▶ [TASK TO CARRY OUT] Where a line in the records below contains the string "shirt", tally it; give only the final number.

▶ [RECORD EXCERPTS]
★ ★ ★ ★ ★ ★ ★
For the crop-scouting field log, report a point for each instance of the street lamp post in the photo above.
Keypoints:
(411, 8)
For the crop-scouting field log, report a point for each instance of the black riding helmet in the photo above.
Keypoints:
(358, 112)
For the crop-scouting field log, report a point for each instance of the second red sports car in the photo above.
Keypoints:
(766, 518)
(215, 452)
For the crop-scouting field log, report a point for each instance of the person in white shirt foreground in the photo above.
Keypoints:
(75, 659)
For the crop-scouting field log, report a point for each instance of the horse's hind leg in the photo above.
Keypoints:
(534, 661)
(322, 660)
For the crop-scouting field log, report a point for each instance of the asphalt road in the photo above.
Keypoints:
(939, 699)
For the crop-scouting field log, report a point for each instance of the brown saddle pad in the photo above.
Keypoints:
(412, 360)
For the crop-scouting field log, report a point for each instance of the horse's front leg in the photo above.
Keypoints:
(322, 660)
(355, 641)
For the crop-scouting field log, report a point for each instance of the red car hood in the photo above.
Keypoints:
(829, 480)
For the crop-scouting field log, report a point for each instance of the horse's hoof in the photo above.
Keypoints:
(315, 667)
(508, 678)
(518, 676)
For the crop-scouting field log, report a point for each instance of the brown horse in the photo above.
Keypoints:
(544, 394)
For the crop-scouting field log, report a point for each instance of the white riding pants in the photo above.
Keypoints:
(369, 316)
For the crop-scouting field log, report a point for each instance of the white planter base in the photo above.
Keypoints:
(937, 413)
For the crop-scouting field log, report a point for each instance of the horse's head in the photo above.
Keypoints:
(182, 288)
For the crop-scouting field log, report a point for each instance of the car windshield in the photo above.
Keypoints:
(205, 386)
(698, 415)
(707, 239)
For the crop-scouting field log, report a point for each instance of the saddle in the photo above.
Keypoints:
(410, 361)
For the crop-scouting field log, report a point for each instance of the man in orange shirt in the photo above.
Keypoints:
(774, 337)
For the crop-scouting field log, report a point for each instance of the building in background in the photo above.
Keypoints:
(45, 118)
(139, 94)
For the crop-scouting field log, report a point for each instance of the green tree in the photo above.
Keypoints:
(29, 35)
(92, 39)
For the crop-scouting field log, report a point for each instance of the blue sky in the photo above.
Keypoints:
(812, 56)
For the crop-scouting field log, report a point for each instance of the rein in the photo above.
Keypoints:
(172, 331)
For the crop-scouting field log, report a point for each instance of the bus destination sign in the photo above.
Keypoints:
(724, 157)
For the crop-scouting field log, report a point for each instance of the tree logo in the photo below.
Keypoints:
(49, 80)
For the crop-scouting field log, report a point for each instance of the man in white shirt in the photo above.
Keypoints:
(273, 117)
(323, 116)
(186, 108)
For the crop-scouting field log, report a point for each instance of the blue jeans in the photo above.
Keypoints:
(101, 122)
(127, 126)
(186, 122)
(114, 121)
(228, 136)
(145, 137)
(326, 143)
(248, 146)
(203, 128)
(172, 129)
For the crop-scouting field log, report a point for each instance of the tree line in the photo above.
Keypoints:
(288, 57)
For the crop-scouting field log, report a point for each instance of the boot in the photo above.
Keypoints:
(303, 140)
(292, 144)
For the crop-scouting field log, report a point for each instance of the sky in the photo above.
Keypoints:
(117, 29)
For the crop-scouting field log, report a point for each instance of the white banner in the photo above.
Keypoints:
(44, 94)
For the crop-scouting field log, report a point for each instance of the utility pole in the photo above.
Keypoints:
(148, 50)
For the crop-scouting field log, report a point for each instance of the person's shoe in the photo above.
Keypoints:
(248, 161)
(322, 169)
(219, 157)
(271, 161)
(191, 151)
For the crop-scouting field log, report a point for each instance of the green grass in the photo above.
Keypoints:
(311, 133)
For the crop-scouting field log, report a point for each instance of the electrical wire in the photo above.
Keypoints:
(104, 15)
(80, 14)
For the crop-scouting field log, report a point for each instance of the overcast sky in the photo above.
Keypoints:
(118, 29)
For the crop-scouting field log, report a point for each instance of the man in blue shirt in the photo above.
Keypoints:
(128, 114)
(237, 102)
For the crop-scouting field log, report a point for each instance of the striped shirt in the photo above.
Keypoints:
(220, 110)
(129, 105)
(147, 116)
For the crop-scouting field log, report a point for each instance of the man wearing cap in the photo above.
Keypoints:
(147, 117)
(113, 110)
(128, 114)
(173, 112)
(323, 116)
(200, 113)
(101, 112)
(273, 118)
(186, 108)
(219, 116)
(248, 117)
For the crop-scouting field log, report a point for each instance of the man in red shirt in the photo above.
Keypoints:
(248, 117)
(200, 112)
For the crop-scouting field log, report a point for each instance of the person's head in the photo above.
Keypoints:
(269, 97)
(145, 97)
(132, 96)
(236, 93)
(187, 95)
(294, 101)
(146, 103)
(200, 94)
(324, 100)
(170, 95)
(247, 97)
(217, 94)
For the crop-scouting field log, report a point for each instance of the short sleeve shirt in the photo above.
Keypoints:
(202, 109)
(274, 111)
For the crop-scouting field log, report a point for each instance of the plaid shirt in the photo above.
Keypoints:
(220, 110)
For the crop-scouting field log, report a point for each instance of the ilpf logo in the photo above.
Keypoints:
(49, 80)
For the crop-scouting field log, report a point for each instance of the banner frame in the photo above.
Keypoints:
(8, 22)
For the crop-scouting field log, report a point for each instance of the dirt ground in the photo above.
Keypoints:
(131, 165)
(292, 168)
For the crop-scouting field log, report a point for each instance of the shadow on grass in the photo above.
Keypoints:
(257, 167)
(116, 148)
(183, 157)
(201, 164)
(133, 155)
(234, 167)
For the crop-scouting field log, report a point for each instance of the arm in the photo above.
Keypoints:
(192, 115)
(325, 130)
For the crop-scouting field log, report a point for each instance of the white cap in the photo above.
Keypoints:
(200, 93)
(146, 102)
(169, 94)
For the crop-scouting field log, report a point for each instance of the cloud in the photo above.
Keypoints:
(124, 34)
★ ★ ★ ★ ★ ★ ★
▶ [EXERCISE SOLUTION] 8